__DATA IN THIS EXERCISE__:
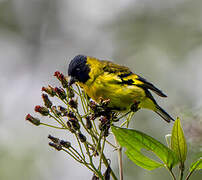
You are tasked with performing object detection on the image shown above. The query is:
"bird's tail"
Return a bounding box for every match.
[155,104,174,123]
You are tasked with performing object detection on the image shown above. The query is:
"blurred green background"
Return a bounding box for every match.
[0,0,201,179]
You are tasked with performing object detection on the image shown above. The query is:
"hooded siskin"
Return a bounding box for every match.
[68,55,174,123]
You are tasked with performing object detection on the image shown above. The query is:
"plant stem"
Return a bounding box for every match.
[76,84,87,114]
[114,136,123,180]
[167,167,176,180]
[49,114,65,127]
[99,137,106,171]
[62,148,83,163]
[69,146,84,161]
[118,146,123,180]
[101,152,118,180]
[126,112,134,128]
[92,120,98,134]
[93,134,118,180]
[63,148,96,174]
[185,170,194,180]
[84,143,103,179]
[179,163,185,180]
[75,134,85,160]
[40,122,66,129]
[105,139,117,149]
[117,111,132,122]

__WORK ITEM__: Leave the pictures out and restate the listing word for word.

__RESPONSE__:
You are tasked with performing object detection on the image shown above. The query is:
"bird's tail"
Return a bounding box for every match.
[155,104,174,123]
You are tasked with performing object detection on the image shown above. The query is:
"blurred green background"
Return a bounding box for every match.
[0,0,201,179]
You are tasked with performing object detection on the image shown above. The query is:
"hooded siskin"
Return a bounding box for every match.
[68,55,174,123]
You are tasked with performing object detection on the image shown above. The query is:
"plant stem"
Return a bounding box for every match.
[76,84,87,114]
[114,136,123,180]
[167,167,176,180]
[49,114,65,127]
[99,137,106,171]
[62,148,83,163]
[69,146,84,161]
[118,146,123,180]
[101,152,118,180]
[126,112,134,128]
[92,120,98,134]
[93,134,118,180]
[63,148,96,174]
[185,170,194,180]
[84,143,103,179]
[179,163,185,180]
[75,134,85,160]
[40,122,66,129]
[105,139,117,149]
[117,111,132,122]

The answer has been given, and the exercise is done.